## Things to do
A. According to the A.J. Mechanical passage, what did Arnold and Cynthia Greene's home serve as for the company?
B. Copy the A.J. Mechanical passage word for word from "Further, regarding the" to "and financial transactions.".
C. Extend the A.J. Mechanical passage on corporate formalities and commingled assets, picking up after its final sentence.

··· Source passage

Regarding operations, the Respondent’s principals only loosely adhered to corporate formalities with respect to business decisionmaking. Although the record indicates that Greene and Sanders may have discussed major issues, they did not document the process or record these discussions. In addition, there is no evidence that corporate decisions were the result of mutual consultations and decisions by the two-member corporate board. Instead, for the most part, Greene and Sanders each oversaw individual projects independently and simply kept each other informed.
Further, regarding the documentation of corporate finances, the record establishes that Greene made loans to the corporation from his personal accounts. However, there is no evidence that the loans adhered to accepted commercial or business standards regarding terms for repayment or interest. Specifically, there appears to have been no loan agreements, promissory notes, or paperwork of any type documenting what the loan was for or its terms.
Thus, aside from the initial incorporating documents and the final papers marking its dissolution, the Respondent’s principals failed to keep adequate records of corporate structure, operations, decisionmaking, and financial transactions.
In addition, the record demonstrates that the principals of A.J. Mechanical improperly commingled personal and corporate assets and property. While there is no documentation to verify the amount of the corporation’s initial capitalization,[11] the judge found that it was undercapitalized from its inception, which necessitated loans from the principals to pay even basic corporate obligations. The judge’s finding in this regard is supported by the fact that, on an unspecified number of occasions, the Greenes made the above-mentioned informal, undocumented loans to the corporation from their personal accounts to satisfy payroll obligations and other operating expenses.[12]
Further suggestive of the blended identities of the corporation and its principals is that there was little distinction between personal and corporate property. In this regard, Arnold and Cynthia Greene’s home served as A.J. Mechanical’s primary office and mailing address.[13] The Greenes also shared their home telephone and fax numbers with the business and occasionally stored company equipment on their residential property. In addition, the corporation paid for Arnold Greene’s leased vehicle, which he drove almost exclusively, on a daily basis, asserting that “I worked all the time.” This admission further suggests that Greene did not consciously separate his business and personal interests.

······
··· Stored records

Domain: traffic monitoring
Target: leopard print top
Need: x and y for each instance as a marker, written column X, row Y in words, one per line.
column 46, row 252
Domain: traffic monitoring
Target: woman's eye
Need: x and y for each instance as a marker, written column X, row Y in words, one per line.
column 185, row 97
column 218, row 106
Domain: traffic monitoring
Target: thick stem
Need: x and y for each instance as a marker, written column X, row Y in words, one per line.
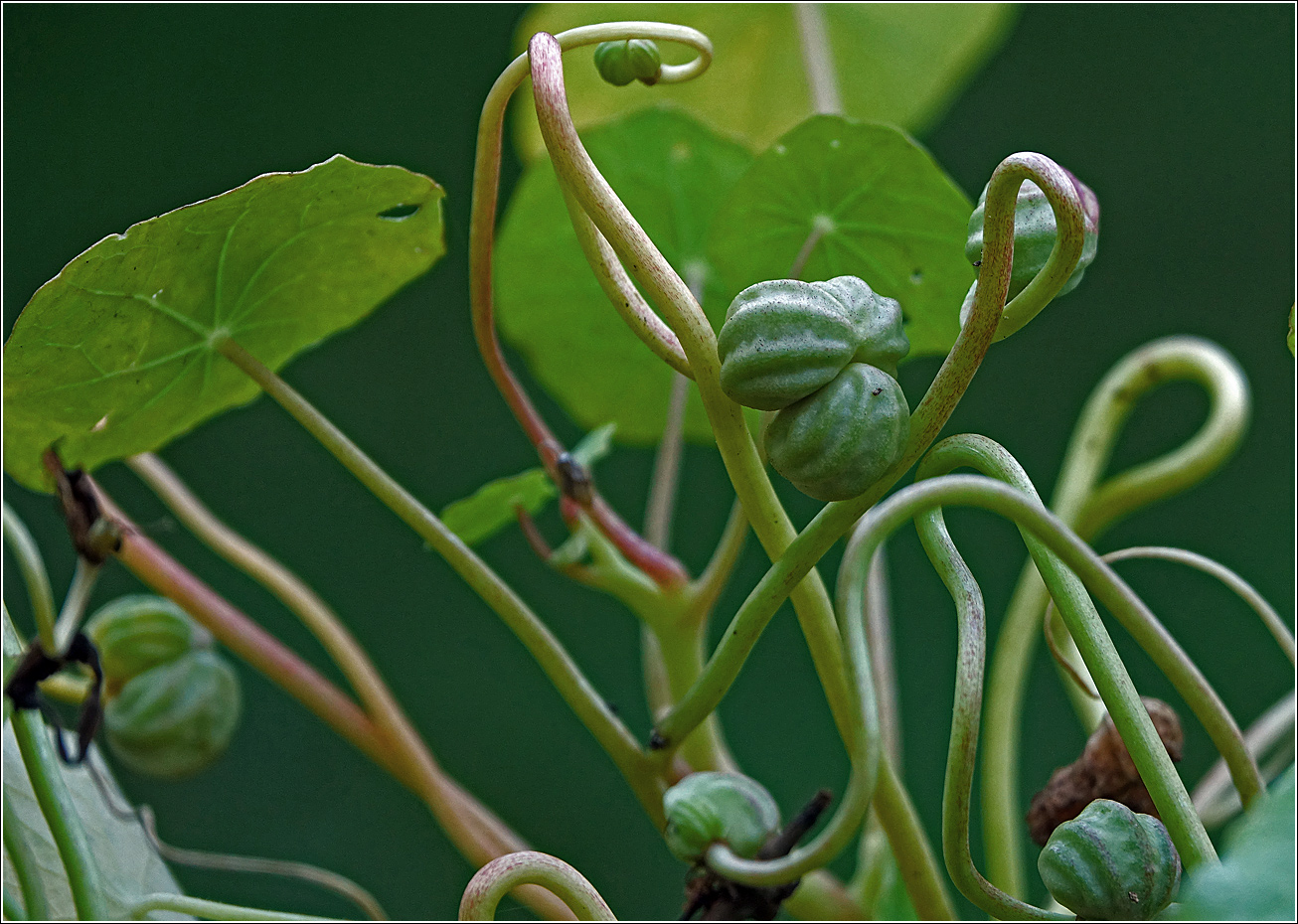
column 35, row 576
column 504, row 873
column 56, row 805
column 962, row 751
column 1097, row 649
column 680, row 310
column 550, row 653
column 929, row 415
column 818, row 59
column 212, row 911
column 1075, row 503
column 470, row 826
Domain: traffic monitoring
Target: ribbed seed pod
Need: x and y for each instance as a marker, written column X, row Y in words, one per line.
column 1111, row 863
column 712, row 808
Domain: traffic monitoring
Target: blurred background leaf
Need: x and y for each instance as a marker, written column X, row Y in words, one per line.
column 113, row 113
column 894, row 63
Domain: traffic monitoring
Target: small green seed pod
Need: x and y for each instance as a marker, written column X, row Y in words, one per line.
column 838, row 441
column 712, row 808
column 784, row 339
column 620, row 63
column 1035, row 235
column 1111, row 863
column 138, row 632
column 177, row 717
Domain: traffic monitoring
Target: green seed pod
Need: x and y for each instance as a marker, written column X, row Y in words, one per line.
column 784, row 339
column 620, row 63
column 1111, row 863
column 711, row 808
column 139, row 632
column 1035, row 235
column 838, row 441
column 177, row 717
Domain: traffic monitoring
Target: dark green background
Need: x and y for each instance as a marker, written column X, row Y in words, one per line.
column 1179, row 117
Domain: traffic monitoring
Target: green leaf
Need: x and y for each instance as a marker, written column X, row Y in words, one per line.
column 491, row 508
column 895, row 63
column 673, row 173
column 480, row 516
column 877, row 206
column 1255, row 877
column 128, row 864
column 114, row 356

······

## Outputs by task
A. It served as A.J. Mechanical's primary office and mailing address.

B.
Further, regarding the documentation of corporate finances, the record establishes that Greene made loans to the corporation from his personal accounts. However, there is no evidence that the loans adhered to accepted commercial or business standards regarding terms for repayment or interest. Specifically, there appears to have been no loan agreements, promissory notes, or paperwork of any type documenting what the loan was for or its terms.
Thus, aside from the initial incorporating documents and the final papers marking its dissolution, the Respondent’s principals failed to keep adequate records of corporate structure, operations, decisionmaking, and financial transactions.

C.
Finally, the record establishes that the principals transferred corporate assets to themselves without fair consideration. Although the principals did not decide to dissolve the corporation until December 1999, Greene and Sanders each received over $1,800,000 in shareholder distributions from the corporation in the year before the dissolution. There is no evidence suggesting that these distributions were for valid corporate purposes or represented fair consideration.
Thus, Greene and his wife, Cynthia, engaged in a casual sharing of property between themselves and the corporation. In addition, without following minimal accounting procedures or accepted business practices, the Greenes engaged in substantial financial transactions with the corporation, commingling personal and corporate assets.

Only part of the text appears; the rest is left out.